§ Goal of the exercise
Please render the material as a JSON list of strings, one per line, starting with its first line and going on through the line with "box: [51, 275, 147, 353]", both included. Leave out any blank lines.

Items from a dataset
[Start of section]
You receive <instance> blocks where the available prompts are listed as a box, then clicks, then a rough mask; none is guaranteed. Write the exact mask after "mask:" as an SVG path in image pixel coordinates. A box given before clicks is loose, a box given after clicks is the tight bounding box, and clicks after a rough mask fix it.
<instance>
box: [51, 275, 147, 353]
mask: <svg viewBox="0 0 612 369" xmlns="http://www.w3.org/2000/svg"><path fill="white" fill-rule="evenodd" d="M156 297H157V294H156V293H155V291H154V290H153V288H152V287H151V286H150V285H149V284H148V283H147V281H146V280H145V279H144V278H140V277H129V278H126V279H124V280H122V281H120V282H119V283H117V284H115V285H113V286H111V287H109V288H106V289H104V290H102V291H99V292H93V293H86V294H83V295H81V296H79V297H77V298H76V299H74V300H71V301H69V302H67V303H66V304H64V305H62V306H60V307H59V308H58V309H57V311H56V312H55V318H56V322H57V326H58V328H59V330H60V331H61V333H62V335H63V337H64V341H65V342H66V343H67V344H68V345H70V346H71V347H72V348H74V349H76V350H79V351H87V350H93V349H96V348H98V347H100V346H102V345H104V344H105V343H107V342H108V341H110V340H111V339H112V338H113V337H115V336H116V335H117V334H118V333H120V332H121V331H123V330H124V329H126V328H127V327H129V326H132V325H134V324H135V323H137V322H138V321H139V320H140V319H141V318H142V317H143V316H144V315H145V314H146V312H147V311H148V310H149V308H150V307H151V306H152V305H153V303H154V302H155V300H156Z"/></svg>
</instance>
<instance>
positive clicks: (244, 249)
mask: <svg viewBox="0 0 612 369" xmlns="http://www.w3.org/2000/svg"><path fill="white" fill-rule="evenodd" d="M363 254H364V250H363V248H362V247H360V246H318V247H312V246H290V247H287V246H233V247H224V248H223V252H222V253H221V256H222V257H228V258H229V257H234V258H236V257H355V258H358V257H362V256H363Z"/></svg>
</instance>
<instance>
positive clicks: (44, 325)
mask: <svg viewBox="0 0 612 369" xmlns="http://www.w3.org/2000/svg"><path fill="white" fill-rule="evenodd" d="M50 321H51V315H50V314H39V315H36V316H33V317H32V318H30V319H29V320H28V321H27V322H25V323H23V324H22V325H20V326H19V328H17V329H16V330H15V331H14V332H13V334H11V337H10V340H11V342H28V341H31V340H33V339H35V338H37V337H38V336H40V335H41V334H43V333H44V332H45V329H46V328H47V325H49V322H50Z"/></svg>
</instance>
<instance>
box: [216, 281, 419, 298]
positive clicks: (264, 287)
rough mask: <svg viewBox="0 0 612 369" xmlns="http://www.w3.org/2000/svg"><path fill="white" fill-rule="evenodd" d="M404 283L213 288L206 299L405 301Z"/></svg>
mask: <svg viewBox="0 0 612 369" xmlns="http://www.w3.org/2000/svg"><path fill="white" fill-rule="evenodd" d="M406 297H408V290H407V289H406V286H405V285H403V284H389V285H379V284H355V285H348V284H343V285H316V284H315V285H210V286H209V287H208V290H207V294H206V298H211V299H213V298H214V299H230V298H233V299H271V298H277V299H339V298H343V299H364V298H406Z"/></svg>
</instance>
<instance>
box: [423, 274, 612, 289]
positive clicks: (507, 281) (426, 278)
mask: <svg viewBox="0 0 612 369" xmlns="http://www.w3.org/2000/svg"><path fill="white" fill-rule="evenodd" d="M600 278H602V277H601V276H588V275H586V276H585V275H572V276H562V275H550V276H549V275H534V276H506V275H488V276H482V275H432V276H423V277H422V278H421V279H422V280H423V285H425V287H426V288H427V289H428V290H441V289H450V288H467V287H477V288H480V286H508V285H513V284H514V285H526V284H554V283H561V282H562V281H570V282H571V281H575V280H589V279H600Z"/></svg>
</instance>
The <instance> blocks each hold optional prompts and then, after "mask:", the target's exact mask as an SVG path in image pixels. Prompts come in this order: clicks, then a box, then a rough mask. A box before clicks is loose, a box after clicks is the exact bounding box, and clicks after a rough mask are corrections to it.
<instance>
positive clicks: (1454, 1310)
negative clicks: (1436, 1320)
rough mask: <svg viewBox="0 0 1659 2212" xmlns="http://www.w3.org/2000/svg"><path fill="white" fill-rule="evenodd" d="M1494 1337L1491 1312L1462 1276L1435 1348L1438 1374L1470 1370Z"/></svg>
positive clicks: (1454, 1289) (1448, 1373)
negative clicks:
[End of section]
§ Answer box
[
  "You receive <instance> blocks where the available prompts are listed as a box, then clicks, then a rough mask; none is guaranteed. Write the exact mask after \"mask:\" as an SVG path in image pixel coordinates. A box given before clicks is loose, a box given after clicks is the tight bounding box, and clicks after a rough mask fix it.",
  "<instance>",
  "box: [51, 275, 147, 353]"
]